## DATASET ROWS
------------------------------------------------

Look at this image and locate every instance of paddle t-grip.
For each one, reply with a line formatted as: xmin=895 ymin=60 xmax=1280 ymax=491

------------------------------------------------

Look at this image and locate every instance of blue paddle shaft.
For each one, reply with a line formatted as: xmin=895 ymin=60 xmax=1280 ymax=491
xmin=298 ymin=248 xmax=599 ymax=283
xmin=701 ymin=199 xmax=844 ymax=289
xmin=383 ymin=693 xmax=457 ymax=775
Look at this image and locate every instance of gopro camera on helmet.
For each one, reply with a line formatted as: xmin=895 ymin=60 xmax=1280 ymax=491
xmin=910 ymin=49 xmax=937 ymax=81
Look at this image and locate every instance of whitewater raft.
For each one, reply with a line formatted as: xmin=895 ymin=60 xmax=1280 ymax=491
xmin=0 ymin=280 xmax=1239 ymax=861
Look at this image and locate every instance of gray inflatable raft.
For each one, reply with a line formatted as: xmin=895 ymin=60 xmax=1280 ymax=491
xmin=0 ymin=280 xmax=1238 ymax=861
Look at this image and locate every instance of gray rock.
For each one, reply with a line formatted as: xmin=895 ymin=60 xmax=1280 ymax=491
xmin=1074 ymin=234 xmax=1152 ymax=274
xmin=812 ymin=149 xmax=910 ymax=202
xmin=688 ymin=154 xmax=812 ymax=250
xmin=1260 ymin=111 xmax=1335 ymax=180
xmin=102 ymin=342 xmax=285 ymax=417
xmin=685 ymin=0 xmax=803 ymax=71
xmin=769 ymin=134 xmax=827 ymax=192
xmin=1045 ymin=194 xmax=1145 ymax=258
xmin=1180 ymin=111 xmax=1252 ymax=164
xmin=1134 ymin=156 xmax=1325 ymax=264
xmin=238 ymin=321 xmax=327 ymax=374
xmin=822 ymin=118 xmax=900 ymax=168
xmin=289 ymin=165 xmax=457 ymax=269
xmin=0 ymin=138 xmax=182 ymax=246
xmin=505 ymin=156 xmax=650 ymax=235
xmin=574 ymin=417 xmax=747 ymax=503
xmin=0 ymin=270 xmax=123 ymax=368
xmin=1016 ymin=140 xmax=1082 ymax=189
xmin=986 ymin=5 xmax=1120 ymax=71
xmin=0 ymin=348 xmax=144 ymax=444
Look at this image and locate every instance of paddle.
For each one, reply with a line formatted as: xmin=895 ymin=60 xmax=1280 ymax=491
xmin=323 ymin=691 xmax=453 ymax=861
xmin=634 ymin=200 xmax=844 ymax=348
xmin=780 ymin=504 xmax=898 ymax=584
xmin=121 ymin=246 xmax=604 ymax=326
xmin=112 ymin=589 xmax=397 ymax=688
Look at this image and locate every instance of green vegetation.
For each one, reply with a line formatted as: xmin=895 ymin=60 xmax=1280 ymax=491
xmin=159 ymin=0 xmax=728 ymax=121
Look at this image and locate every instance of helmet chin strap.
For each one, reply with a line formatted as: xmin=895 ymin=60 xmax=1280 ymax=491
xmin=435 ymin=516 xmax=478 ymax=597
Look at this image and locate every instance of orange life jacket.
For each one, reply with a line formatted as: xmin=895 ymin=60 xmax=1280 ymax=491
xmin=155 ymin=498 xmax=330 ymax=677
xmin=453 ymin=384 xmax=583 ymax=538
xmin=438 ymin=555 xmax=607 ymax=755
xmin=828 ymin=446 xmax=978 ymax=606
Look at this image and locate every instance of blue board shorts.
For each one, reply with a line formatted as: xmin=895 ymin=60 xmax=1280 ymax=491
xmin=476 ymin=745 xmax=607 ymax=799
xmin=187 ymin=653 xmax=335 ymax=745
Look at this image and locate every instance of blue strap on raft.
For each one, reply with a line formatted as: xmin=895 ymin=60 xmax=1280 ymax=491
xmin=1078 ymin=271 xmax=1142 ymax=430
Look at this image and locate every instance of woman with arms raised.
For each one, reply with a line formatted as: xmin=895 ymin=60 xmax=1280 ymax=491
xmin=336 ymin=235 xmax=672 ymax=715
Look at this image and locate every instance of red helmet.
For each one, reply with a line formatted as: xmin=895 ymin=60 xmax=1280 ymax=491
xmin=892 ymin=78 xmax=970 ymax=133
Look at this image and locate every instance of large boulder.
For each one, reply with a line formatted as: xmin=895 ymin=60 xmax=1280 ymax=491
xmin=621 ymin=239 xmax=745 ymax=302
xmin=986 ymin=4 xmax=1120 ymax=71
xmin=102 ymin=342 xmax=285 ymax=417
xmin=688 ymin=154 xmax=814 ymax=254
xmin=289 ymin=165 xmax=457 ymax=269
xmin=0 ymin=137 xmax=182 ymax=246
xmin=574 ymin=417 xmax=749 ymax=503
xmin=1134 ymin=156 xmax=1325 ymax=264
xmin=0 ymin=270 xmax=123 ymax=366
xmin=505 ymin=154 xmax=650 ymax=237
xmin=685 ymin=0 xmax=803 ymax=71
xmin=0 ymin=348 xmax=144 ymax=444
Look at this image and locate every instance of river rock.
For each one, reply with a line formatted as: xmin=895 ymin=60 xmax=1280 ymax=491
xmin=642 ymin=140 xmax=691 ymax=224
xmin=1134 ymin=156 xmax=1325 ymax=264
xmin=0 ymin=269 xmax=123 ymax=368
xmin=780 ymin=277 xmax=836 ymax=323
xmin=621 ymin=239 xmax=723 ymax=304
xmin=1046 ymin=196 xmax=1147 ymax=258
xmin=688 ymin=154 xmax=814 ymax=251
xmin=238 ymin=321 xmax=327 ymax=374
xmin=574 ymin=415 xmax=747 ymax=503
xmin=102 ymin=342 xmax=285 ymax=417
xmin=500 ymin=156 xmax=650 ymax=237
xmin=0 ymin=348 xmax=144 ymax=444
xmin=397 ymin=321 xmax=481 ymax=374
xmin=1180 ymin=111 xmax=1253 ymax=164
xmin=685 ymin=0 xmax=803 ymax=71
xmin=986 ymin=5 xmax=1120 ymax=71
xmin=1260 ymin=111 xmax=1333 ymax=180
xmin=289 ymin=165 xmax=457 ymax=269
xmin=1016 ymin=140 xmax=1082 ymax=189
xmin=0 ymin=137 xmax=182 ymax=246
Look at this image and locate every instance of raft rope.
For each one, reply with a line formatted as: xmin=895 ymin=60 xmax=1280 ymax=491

------------------------------------------------

## STATED PROBLEM
Rewrite the items from the line with "Look at this image and locate every instance of blue strap" to the line with "xmin=892 ymin=78 xmax=970 ymax=133", swapping "red helmet" for "white helmet" and leaving everything else as it is.

## SOLVED EXERCISE
Look at this image and locate every instance of blue strap on raft.
For each one, reply with a line formatted as: xmin=895 ymin=60 xmax=1280 ymax=491
xmin=1078 ymin=271 xmax=1142 ymax=430
Look at this image and locate every instance of woman with arms raised.
For each one, reply with a line formatted as: xmin=895 ymin=60 xmax=1280 ymax=491
xmin=336 ymin=235 xmax=672 ymax=715
Look at this image and locate every instance of white helmet.
For each one, reply with a line formatted as: xmin=895 ymin=60 xmax=1280 ymax=491
xmin=892 ymin=78 xmax=970 ymax=133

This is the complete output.